Text-to-region grounding data:
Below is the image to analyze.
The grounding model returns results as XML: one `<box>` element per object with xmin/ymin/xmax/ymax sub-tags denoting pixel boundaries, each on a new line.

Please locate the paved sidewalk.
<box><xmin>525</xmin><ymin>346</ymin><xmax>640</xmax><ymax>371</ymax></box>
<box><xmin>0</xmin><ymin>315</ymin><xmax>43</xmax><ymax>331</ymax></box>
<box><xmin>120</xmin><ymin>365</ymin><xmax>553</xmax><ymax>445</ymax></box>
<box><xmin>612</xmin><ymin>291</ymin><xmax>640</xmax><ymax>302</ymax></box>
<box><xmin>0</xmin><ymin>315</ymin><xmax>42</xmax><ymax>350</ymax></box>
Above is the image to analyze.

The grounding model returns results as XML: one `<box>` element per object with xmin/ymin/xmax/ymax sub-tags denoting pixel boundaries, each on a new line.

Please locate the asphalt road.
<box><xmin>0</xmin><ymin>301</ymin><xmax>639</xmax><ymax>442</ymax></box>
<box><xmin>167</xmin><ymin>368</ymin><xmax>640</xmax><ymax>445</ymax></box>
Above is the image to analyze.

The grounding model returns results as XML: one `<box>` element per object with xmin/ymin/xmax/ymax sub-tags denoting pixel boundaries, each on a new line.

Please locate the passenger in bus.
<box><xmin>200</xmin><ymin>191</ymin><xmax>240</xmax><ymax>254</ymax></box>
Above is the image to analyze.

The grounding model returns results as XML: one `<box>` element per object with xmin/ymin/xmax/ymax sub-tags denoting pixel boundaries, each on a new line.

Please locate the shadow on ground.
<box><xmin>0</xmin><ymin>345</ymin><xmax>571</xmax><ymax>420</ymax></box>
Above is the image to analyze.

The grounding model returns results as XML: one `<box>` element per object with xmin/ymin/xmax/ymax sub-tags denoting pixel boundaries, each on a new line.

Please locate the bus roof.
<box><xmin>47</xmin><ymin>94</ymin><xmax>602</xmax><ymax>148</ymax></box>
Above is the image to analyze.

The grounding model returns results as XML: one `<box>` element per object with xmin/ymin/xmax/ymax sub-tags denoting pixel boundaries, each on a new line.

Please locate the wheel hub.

▸ What to work on: Please transcribe the data shown above in full, exactly as it stands.

▸ Response for this exercise:
Below is the image to analyze.
The grounding model returns results as XML: one `<box>` element per object with xmin/ymin/xmax/ymax sub-tags denoting pixel boundaries, each on a new line.

Please locate the paved sidewalk.
<box><xmin>525</xmin><ymin>346</ymin><xmax>640</xmax><ymax>371</ymax></box>
<box><xmin>0</xmin><ymin>315</ymin><xmax>43</xmax><ymax>331</ymax></box>
<box><xmin>120</xmin><ymin>365</ymin><xmax>553</xmax><ymax>445</ymax></box>
<box><xmin>612</xmin><ymin>291</ymin><xmax>640</xmax><ymax>302</ymax></box>
<box><xmin>0</xmin><ymin>315</ymin><xmax>42</xmax><ymax>350</ymax></box>
Above is the image to analyze.

The grounding model returns results as XML: one `<box>` element per object with xmin/ymin/xmax/ymax sub-tags denoting pixel boundaries, each on a new line.

Please locate the asphalt road.
<box><xmin>0</xmin><ymin>301</ymin><xmax>639</xmax><ymax>442</ymax></box>
<box><xmin>167</xmin><ymin>368</ymin><xmax>640</xmax><ymax>445</ymax></box>
Above is the image to analyze.

The grounding model returns results as XML: one `<box>` element per object with xmin/ymin/xmax/ymax sub-tags denoting pixel boundaries, each on a new line.

Please locate the passenger in bus.
<box><xmin>200</xmin><ymin>191</ymin><xmax>240</xmax><ymax>254</ymax></box>
Above is the image to analyze.

The grounding model returns results as XML: one `<box>` element per object with xmin/ymin/xmax/ymax sub-tags denoting pixel boundaries, each on a new line.

Please locate the shadow on ground.
<box><xmin>0</xmin><ymin>345</ymin><xmax>571</xmax><ymax>420</ymax></box>
Above is the image to analyze.

The grounding model returns results as XML: one `<box>` element per object with xmin/ymin/xmax/ymax sub-tags denoting pixel boundaries, each on a new line.

Please locate the bus roof.
<box><xmin>47</xmin><ymin>94</ymin><xmax>602</xmax><ymax>148</ymax></box>
Above is the image to analyze.

The grounding model returns results as XML: one `<box>` element per object with xmin/ymin/xmax/ymax sub-tags denoting pixel boundaries, each on a new line.

Please locate the wheel hub.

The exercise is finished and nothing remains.